→ Worum es geht
Schreiben Sie aus dem Textauszug über Odilo Schreger die Stelle wortgetreu ab, die mit „Bei den Untersuchungen“ beginnt und mit „Schulter zu schauen.“ endet.

Ritueller Selbstmord durch Bauchaufschneiden (Seppuku) – Abbildung in Franciscis „Geschicht- Kunst- und Sitten-Spiegel“.
Ritueller Selbstmord durch Bauchaufschneiden (Seppuku) – Abbildung in Franciscis „Geschicht- Kunst- und Sitten-Spiegel“.

Bei den Untersuchungen am Material für die bevorstehende Ausstellung „Japonia. Bilder von Japan in den Büchern der Provinzialbibliothek Amberg“ bot sich die Gelegenheit, dem Ensdorfer Mönch und Autor Odilo Schreger (1697–1774) bei der Arbeit über die Schulter zu schauen.

In mehreren seiner Bücher trug er unterhaltsames Weltwissen zur niedrigschwelligen Bildung seiner Leser zusammen. Wie er bei seinen Kompilationen vorging, kann beispielsweise dem Kapitel „Wunderliche Manier zu sterben“ in seinem Buch „Zu nutzlicher Zeit-Anwendung Zusamm getragener Auszug Der Merckwürdigsten Sachen“ entnommen werden.

→ Bereitgestellte Zeilen
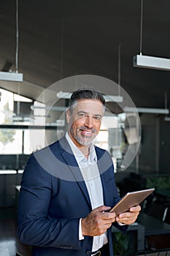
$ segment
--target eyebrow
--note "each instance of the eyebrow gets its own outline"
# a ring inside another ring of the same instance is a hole
[[[89,115],[89,113],[85,112],[85,111],[83,111],[83,110],[78,111],[78,112],[77,112],[77,114],[80,114],[80,113],[84,113],[84,114]],[[90,116],[91,116],[91,115],[90,115]],[[102,117],[102,116],[100,115],[100,114],[94,114],[94,115],[93,115],[93,116],[100,116],[101,118]]]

→ Vollständige Ausgabe
Bei den Untersuchungen am Material für die bevorstehende Ausstellung „Japonia. Bilder von Japan in den Büchern der Provinzialbibliothek Amberg“ bot sich die Gelegenheit, dem Ensdorfer Mönch und Autor Odilo Schreger (1697–1774) bei der Arbeit über die Schulter zu schauen.